- _REQUISITOS DA TAREFA_: Imprima sem nenhuma alteração a parte do trecho sobre os advogados e o Judiciário que vai de "Pois o maior" até "dos go­vernantes .", inclusive.

Pois o maior dos advogados brasileiros reclamava para o Supremo Tribunal Federal «o centro de gravidade da república», para que assim se assegurasse a estabilidade do regime em função dos ideais republicanos, e se instituísse a barreira intransponível da defesa contra o arbítrio, a prepotência e a opressão dos go­vernantes .

Fiéis a essa inspiração, os advogados da hora presente, em todas as suas manifestações mais significativas, têm reivindicado a restauração plena das garantias da magistratura, para que o judiciário seja verdadeiramente um poder e não mero serviço de simples administração da justiça.

- _LINHAS DE DADOS_:
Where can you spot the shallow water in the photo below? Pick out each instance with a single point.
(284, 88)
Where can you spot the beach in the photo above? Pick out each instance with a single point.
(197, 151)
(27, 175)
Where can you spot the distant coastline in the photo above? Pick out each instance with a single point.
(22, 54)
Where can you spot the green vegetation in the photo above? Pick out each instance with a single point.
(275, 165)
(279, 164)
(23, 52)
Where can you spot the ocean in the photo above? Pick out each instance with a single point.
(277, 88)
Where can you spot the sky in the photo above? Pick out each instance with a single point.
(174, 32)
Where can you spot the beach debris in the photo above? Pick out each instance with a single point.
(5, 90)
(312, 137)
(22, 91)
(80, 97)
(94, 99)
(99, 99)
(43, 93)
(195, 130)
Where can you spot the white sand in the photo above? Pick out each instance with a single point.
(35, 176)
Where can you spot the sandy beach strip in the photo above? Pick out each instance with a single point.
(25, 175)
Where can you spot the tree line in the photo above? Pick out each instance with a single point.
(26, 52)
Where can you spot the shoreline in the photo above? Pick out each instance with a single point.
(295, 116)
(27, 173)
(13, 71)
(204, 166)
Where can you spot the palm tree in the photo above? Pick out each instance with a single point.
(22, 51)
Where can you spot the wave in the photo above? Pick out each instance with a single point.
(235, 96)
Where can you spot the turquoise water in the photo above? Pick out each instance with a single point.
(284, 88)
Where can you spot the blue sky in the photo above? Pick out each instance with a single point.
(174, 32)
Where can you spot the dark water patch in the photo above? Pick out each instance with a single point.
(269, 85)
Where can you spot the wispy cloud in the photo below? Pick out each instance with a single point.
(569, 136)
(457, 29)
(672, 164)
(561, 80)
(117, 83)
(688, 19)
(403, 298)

...

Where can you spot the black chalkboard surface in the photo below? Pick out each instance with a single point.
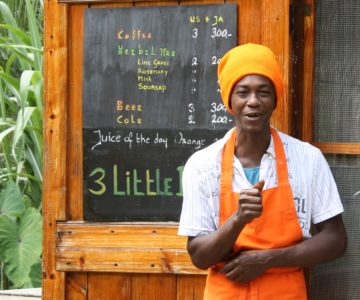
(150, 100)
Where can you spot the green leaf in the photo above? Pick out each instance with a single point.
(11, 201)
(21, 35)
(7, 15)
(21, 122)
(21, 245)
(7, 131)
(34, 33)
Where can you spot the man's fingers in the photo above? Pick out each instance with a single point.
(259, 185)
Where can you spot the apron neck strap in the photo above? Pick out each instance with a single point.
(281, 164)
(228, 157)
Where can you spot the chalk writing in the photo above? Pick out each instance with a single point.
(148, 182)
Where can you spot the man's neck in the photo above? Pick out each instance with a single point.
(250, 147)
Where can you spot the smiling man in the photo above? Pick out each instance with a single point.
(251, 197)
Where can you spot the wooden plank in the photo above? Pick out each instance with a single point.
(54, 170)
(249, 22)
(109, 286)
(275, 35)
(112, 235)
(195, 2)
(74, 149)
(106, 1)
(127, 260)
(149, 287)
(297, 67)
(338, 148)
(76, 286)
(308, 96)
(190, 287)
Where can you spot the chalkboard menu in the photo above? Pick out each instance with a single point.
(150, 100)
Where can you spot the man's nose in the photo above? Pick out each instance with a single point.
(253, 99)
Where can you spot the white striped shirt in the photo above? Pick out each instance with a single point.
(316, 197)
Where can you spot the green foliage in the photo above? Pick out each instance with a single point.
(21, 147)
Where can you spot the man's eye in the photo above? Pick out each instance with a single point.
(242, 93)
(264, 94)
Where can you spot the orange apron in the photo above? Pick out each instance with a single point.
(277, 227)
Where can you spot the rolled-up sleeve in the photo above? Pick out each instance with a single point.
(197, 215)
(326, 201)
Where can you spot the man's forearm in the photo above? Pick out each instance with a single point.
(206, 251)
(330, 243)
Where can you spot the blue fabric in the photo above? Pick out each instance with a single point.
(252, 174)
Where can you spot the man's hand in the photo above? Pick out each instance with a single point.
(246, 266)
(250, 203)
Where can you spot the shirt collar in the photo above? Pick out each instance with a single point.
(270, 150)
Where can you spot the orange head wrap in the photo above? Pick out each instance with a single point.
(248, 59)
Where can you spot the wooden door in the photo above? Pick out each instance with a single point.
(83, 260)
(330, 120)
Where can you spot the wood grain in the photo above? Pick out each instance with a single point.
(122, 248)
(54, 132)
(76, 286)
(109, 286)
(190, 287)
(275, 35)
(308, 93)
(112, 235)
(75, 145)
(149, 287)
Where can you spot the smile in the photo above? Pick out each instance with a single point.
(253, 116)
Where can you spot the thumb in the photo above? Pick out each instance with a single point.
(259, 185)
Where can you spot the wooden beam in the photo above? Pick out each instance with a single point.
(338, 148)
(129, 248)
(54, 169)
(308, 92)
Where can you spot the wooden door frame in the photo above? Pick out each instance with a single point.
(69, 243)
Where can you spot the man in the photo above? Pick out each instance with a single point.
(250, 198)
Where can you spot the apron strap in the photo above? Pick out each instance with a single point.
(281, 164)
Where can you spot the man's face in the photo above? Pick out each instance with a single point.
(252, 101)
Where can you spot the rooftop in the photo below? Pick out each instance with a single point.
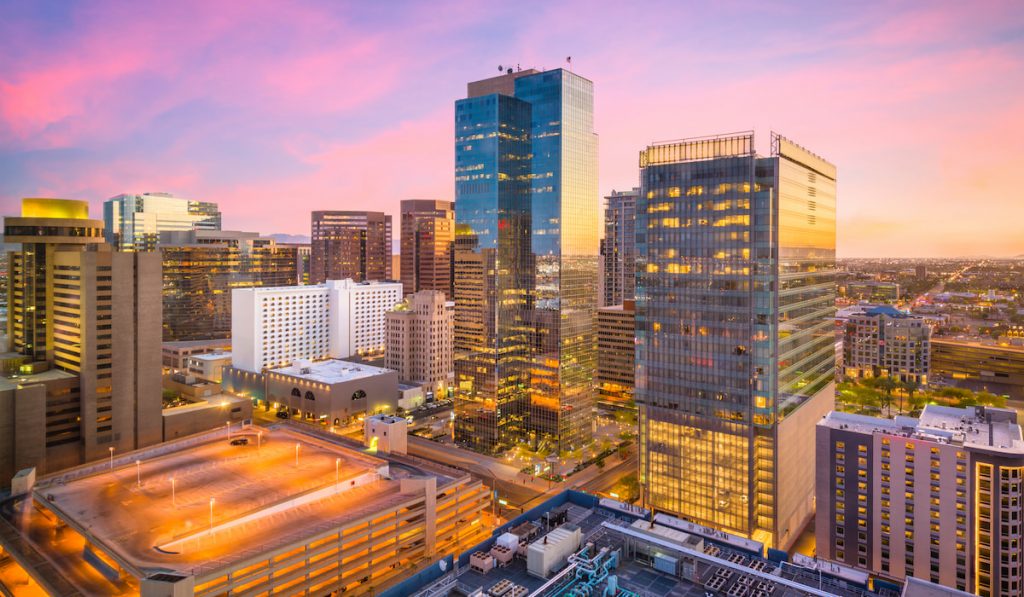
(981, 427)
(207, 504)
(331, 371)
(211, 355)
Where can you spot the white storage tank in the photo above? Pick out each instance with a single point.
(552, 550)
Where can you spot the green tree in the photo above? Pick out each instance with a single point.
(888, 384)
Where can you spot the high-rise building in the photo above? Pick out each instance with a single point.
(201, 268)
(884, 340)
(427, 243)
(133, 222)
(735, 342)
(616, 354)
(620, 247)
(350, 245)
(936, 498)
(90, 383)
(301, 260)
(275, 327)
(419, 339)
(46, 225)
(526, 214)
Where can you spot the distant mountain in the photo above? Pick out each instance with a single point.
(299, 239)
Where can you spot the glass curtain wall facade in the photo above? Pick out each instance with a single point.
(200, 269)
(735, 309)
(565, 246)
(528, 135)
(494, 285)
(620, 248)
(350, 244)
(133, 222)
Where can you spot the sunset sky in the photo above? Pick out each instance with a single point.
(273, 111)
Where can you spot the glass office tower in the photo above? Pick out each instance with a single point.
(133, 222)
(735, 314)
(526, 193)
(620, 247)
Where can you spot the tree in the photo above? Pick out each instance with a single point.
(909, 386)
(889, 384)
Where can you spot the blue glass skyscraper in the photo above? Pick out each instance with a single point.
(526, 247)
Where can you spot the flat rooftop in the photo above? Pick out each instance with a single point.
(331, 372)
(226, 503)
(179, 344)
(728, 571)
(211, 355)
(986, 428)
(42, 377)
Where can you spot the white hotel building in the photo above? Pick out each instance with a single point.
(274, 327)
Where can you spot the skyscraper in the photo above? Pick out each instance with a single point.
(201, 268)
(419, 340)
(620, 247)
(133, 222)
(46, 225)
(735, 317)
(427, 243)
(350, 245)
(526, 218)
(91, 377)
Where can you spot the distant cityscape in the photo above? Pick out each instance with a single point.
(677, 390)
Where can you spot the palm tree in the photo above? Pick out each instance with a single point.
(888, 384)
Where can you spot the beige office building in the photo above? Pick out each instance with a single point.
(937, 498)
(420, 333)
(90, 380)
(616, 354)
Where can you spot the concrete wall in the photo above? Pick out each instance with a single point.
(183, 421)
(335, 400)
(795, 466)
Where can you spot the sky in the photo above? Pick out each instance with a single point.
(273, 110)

==

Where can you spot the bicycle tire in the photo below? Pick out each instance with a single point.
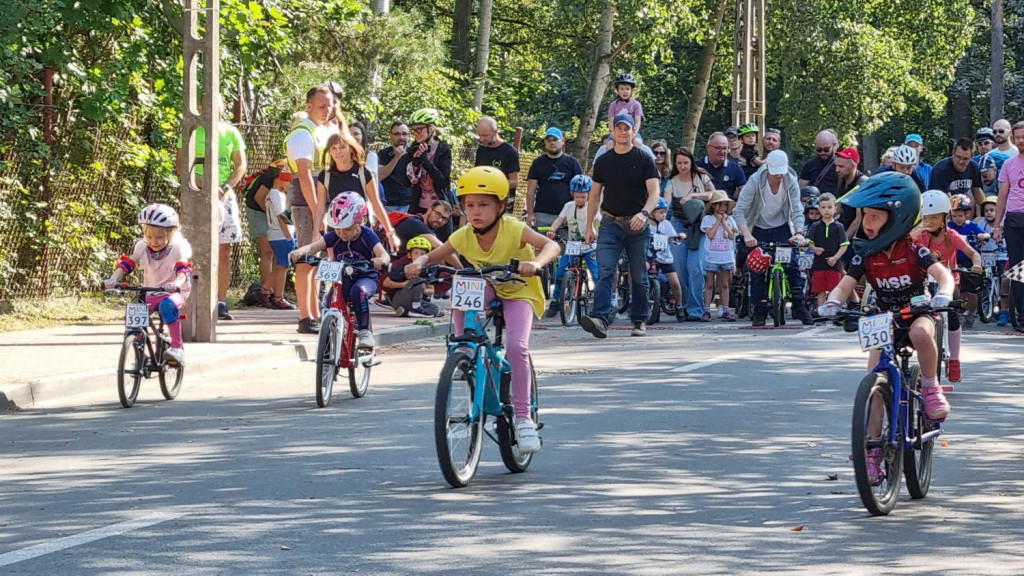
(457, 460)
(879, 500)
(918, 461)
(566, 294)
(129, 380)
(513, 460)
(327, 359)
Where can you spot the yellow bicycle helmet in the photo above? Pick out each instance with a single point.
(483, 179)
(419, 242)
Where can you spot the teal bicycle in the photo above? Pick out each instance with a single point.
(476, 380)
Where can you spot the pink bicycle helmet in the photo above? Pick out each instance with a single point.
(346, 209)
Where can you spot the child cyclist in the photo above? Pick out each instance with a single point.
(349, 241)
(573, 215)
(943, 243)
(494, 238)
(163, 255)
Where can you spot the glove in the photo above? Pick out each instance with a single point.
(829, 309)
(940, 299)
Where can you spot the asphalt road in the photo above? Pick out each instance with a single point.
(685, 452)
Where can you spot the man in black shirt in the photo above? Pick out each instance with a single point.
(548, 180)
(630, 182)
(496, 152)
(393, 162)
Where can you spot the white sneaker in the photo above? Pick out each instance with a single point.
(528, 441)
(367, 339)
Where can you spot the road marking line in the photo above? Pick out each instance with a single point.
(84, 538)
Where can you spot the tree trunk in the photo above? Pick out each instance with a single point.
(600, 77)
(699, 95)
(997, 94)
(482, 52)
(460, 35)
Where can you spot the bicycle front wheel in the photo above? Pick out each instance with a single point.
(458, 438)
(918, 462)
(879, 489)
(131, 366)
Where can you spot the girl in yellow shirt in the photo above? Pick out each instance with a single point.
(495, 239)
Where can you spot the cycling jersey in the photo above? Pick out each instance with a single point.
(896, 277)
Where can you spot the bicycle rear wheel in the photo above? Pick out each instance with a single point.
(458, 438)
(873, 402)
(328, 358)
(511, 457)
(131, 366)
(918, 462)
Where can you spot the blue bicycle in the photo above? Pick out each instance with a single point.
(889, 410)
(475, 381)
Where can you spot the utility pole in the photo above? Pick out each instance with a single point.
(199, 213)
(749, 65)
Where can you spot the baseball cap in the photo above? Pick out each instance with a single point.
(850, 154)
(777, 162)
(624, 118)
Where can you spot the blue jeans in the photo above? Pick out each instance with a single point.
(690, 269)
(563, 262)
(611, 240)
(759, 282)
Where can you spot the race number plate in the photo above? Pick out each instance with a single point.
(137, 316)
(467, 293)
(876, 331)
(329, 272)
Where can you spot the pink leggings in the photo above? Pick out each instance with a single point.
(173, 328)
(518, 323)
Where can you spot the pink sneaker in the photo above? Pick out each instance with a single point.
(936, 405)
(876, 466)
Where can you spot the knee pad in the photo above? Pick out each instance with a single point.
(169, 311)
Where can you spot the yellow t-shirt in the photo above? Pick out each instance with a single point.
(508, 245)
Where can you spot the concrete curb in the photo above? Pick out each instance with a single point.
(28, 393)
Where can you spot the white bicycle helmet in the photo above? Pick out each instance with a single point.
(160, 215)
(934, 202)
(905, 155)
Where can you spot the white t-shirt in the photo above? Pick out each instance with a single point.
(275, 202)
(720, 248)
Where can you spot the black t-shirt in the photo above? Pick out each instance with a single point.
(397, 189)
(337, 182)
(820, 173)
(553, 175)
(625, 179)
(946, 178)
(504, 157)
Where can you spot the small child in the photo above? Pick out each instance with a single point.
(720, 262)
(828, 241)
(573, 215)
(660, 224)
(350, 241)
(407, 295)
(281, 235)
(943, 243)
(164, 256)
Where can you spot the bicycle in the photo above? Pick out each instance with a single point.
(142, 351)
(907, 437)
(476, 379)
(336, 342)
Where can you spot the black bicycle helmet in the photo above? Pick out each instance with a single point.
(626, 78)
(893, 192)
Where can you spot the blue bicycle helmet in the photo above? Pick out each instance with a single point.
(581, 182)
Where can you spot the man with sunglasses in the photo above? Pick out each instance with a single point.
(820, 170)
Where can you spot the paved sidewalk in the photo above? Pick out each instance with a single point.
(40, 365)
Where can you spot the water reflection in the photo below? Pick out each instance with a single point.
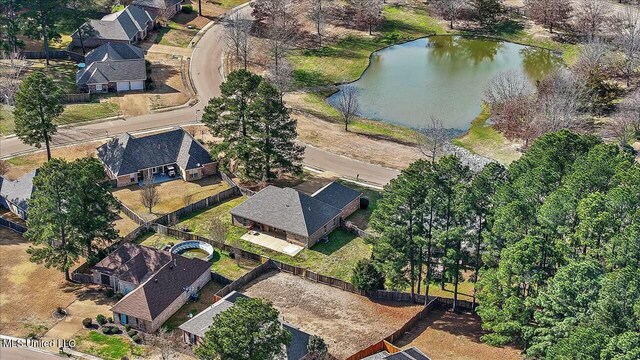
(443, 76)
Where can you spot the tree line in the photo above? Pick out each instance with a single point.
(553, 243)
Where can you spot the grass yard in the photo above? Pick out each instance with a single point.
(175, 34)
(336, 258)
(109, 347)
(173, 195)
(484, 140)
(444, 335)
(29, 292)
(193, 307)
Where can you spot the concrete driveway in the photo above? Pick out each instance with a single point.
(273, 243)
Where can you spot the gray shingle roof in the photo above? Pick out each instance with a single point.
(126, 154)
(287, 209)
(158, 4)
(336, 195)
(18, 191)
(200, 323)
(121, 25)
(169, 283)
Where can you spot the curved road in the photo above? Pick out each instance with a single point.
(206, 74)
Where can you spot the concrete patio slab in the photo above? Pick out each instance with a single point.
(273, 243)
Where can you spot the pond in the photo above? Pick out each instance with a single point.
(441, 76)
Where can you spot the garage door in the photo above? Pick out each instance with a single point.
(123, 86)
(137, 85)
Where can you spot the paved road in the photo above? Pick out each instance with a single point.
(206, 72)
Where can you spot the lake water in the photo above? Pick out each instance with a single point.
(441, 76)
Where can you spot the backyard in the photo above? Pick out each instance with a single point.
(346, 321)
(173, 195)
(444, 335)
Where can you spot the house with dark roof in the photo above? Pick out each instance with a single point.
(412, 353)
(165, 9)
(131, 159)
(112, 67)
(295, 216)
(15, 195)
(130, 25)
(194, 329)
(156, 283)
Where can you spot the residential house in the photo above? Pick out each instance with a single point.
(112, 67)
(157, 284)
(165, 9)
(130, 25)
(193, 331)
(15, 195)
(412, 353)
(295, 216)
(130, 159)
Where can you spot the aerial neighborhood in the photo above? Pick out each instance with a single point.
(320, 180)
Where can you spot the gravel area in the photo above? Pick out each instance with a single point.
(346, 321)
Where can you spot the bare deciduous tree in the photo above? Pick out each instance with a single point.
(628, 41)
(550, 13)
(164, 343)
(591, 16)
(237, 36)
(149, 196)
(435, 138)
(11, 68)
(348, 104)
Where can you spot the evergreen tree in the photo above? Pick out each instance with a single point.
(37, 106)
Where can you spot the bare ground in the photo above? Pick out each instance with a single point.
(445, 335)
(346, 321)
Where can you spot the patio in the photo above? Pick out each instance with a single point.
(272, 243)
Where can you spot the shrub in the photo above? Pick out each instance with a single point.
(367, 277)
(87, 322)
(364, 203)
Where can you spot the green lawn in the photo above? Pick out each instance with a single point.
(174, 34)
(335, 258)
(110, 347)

- _SAÍDA_:
Pois o maior dos advogados brasileiros reclamava para o Supremo Tribunal Federal «o centro de gravidade da república», para que assim se assegurasse a estabilidade do regime em função dos ideais republicanos, e se instituísse a barreira intransponível da defesa contra o arbítrio, a prepotência e a opressão dos go­vernantes .